(Data entries)

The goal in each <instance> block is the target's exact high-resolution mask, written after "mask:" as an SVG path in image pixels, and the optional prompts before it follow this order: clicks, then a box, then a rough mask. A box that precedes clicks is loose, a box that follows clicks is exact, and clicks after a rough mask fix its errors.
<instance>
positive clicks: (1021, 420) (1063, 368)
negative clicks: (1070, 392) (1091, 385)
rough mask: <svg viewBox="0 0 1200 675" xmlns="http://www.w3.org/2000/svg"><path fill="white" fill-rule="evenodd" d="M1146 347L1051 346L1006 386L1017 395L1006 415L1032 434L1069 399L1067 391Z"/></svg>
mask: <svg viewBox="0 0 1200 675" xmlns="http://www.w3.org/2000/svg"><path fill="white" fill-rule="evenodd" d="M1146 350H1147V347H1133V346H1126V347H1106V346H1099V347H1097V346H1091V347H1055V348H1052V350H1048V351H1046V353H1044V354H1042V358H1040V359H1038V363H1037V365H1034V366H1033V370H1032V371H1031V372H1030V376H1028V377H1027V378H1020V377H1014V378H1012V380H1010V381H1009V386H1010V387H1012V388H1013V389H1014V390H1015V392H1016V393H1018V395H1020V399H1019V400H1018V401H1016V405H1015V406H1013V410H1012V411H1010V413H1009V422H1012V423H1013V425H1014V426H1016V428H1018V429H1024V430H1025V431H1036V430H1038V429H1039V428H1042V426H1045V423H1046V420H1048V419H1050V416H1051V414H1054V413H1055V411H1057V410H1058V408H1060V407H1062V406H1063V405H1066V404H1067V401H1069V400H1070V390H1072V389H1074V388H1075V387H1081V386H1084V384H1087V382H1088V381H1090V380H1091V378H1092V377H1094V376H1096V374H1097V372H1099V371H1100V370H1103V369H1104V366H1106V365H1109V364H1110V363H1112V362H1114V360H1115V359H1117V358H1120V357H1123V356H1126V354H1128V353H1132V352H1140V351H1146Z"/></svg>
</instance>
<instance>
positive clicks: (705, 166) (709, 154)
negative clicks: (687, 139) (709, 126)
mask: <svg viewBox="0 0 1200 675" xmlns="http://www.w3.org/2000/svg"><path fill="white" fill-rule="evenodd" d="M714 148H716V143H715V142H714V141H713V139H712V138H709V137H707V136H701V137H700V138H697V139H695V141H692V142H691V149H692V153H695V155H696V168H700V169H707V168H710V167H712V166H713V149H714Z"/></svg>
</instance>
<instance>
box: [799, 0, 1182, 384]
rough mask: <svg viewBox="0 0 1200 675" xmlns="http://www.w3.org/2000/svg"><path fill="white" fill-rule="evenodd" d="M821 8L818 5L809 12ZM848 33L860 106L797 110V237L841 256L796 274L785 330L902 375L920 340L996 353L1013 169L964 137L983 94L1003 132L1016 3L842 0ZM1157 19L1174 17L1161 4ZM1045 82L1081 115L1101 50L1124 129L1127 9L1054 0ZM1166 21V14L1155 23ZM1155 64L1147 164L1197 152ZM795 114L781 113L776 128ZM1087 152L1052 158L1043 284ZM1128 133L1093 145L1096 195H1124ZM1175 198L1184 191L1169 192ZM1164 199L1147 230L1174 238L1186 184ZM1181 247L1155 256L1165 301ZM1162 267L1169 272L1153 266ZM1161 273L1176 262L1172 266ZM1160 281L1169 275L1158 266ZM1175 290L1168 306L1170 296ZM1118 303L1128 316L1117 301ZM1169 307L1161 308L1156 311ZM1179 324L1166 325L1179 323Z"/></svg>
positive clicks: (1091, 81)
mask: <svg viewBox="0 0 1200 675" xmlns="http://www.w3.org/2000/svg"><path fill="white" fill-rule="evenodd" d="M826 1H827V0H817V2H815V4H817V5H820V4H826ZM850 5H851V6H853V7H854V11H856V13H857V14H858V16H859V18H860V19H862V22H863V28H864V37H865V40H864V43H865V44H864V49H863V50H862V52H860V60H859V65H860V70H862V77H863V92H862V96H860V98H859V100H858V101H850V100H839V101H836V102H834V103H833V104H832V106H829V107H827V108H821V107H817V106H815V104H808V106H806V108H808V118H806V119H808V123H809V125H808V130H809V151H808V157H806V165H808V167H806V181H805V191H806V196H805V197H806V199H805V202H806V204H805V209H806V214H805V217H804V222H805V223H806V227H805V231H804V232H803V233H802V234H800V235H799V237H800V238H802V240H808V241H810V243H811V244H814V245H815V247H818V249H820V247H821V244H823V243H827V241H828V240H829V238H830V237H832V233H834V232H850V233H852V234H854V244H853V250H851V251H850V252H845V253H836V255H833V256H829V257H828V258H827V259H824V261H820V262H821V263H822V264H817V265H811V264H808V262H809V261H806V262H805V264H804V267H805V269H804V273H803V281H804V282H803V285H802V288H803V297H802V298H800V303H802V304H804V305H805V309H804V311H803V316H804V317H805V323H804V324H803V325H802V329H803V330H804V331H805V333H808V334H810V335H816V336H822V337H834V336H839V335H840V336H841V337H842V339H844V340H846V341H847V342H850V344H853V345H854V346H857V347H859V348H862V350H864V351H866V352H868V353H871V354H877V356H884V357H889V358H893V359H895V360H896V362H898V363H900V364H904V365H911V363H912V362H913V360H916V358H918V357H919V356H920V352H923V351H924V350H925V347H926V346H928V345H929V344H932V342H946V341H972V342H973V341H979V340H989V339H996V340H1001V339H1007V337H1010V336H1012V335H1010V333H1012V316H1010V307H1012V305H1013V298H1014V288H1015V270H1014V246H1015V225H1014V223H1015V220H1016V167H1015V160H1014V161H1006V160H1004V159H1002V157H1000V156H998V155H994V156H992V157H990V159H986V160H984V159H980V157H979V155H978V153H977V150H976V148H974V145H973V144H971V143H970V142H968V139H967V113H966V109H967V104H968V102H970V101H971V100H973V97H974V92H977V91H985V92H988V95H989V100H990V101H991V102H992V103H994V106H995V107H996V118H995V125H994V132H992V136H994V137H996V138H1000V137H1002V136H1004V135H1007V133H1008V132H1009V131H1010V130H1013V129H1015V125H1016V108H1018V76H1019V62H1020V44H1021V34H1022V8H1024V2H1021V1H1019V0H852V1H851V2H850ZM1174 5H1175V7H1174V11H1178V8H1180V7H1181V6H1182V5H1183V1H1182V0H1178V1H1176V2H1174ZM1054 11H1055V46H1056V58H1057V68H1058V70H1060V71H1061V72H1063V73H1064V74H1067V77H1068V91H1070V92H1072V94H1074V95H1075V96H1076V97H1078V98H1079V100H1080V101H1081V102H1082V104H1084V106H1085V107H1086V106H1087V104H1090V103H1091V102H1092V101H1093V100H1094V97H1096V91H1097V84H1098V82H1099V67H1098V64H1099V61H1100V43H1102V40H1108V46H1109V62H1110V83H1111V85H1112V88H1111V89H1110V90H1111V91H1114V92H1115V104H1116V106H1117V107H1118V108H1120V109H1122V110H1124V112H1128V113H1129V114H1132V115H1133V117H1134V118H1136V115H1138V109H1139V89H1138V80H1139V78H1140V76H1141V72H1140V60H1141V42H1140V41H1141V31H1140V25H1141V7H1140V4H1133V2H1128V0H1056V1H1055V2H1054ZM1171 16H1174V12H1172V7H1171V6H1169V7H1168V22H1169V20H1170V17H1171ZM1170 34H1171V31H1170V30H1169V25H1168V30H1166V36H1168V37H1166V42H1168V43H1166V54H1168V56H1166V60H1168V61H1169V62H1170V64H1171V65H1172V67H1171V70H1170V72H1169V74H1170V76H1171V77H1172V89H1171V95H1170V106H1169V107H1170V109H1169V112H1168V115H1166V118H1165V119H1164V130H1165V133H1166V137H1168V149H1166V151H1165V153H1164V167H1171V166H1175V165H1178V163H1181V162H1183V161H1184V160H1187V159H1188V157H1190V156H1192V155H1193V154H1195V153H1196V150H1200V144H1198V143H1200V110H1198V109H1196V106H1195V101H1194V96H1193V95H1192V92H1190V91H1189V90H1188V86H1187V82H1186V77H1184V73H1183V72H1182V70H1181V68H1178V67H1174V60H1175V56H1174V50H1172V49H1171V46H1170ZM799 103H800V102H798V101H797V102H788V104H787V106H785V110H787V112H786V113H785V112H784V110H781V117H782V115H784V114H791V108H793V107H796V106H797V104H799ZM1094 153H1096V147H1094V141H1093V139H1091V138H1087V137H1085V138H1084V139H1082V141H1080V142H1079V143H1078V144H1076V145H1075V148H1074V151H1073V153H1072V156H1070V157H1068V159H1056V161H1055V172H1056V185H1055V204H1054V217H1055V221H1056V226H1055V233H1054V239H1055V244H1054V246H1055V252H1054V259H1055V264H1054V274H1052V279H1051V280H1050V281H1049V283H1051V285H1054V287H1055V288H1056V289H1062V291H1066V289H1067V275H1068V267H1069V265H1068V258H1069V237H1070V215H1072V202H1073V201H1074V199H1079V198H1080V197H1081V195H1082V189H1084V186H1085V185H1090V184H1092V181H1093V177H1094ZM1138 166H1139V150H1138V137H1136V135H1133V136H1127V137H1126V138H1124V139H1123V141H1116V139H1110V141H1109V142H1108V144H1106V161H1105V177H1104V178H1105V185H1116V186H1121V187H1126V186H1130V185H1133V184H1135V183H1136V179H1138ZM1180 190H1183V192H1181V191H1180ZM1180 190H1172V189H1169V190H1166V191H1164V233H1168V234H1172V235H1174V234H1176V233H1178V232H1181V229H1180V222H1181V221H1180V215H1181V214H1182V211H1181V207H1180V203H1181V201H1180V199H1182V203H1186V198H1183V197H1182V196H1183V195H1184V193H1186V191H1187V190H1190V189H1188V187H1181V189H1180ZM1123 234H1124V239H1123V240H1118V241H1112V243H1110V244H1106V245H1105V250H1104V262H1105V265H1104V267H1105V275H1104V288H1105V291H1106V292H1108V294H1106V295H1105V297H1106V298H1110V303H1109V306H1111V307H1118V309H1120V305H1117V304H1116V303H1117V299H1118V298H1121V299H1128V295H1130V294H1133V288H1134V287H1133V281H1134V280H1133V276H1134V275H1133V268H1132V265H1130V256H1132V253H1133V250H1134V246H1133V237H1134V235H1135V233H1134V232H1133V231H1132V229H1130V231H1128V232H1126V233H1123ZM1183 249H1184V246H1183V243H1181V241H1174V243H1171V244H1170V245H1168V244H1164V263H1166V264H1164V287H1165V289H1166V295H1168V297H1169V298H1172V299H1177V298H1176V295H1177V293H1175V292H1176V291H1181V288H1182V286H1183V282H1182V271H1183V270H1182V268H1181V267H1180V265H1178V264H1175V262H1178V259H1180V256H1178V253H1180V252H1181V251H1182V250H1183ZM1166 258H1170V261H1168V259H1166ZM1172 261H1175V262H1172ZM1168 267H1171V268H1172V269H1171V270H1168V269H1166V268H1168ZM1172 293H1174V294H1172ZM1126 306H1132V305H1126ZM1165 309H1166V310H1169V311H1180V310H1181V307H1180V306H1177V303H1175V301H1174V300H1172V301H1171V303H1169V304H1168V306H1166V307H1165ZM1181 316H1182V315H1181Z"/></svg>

Exercise prompt — The answer must hold exactly the lines of the entries above, from the first line through the line that contains "negative clicks: (1070, 392) (1091, 385)", and no others.

Reply —
The goal in each <instance> block is the target's exact high-resolution mask, written after "mask:" as an SVG path in image pixels, and the optional prompts before it follow this order: clicks, then a box, then a rough mask. A box that precedes clicks is loose, a box that follows clicks is exact, and clicks after a rough mask fix its errors.
<instance>
positive clicks: (1021, 420) (1063, 368)
negative clicks: (1070, 392) (1091, 385)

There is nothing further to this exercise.